***** Data extracts

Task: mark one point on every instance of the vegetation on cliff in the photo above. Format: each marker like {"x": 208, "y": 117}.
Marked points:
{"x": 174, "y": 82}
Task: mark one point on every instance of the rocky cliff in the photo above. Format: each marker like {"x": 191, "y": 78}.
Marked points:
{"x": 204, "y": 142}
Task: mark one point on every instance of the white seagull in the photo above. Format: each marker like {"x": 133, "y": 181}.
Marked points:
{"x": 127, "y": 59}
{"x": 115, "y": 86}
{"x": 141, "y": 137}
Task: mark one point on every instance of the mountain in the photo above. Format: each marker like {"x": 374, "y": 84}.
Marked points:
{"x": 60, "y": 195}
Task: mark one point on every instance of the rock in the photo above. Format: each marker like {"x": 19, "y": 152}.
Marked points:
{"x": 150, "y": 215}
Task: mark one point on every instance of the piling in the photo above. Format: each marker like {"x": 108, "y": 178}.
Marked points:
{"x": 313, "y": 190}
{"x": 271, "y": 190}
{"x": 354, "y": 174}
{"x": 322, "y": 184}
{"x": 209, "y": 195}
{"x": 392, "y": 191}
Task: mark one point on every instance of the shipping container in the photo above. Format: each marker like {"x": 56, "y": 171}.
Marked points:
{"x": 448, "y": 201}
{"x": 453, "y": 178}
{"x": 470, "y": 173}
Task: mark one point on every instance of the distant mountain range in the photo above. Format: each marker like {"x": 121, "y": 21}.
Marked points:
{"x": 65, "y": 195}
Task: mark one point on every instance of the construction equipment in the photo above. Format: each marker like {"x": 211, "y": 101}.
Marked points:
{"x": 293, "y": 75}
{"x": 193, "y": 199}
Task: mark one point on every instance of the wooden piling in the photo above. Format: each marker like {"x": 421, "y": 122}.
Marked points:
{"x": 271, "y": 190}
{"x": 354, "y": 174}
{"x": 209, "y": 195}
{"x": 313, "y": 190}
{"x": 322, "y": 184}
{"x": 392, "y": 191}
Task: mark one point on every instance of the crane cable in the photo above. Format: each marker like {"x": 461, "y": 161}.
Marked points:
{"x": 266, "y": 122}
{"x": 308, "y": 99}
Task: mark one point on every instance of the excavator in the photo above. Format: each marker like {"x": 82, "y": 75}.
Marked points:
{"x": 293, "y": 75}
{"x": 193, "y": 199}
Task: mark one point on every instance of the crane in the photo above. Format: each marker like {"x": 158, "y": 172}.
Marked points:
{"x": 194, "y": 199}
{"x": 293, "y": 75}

**********

## Brief
Copy every record above exactly as it is.

## Answer for the task
Task: mark one point on every instance of the vegetation on cliff in the photo above. Format: each marker like {"x": 208, "y": 117}.
Marked points:
{"x": 174, "y": 82}
Task: mark one point on every instance of the rocky cliff in the photo above. Format: each marker like {"x": 191, "y": 78}.
Marked points:
{"x": 204, "y": 142}
Task: mark one point on every instance of the white seagull in the photo above. Format: each marker like {"x": 133, "y": 181}.
Marked points:
{"x": 127, "y": 59}
{"x": 115, "y": 86}
{"x": 141, "y": 137}
Task: mark one point on every instance of the mountain in the photo above. Format: each marker like {"x": 374, "y": 84}.
Marked points:
{"x": 60, "y": 195}
Task: mark one point on every instance of the rock in the photo above. Format: each marker like {"x": 19, "y": 152}.
Marked points:
{"x": 150, "y": 215}
Task: mark one point on every instance of the piling in the photo above. Format: each marker like {"x": 108, "y": 178}.
Marked points:
{"x": 313, "y": 190}
{"x": 271, "y": 190}
{"x": 354, "y": 174}
{"x": 322, "y": 184}
{"x": 209, "y": 195}
{"x": 392, "y": 191}
Task: mark one point on every instance of the shipping container in the photo above. Format: each marker like {"x": 56, "y": 171}.
Marked points:
{"x": 448, "y": 201}
{"x": 453, "y": 178}
{"x": 470, "y": 173}
Task: mark one point on every instance of the distant mountain range in the photo above. Format: each marker like {"x": 121, "y": 21}.
Marked points:
{"x": 65, "y": 195}
Task: mark one point on every instance of the construction equipment in the photo above. Format: each marker like {"x": 211, "y": 101}.
Marked points:
{"x": 293, "y": 75}
{"x": 193, "y": 199}
Task: mark one point on every instance of the wooden piling in the photo above. Format: each marker like {"x": 421, "y": 122}.
Marked points:
{"x": 271, "y": 190}
{"x": 354, "y": 174}
{"x": 209, "y": 195}
{"x": 313, "y": 190}
{"x": 322, "y": 184}
{"x": 392, "y": 191}
Task: mark one point on every instance of the crane cable in the photo above. Format: each marker like {"x": 461, "y": 161}.
Marked points:
{"x": 266, "y": 122}
{"x": 308, "y": 99}
Task: mark one point on every instance of the excavator in the photo above. Format: each marker like {"x": 82, "y": 75}.
Marked points:
{"x": 293, "y": 75}
{"x": 193, "y": 199}
Task: mark one point on every instance of the crane in the photo above. Format: each marker like {"x": 158, "y": 172}.
Marked points:
{"x": 194, "y": 199}
{"x": 293, "y": 75}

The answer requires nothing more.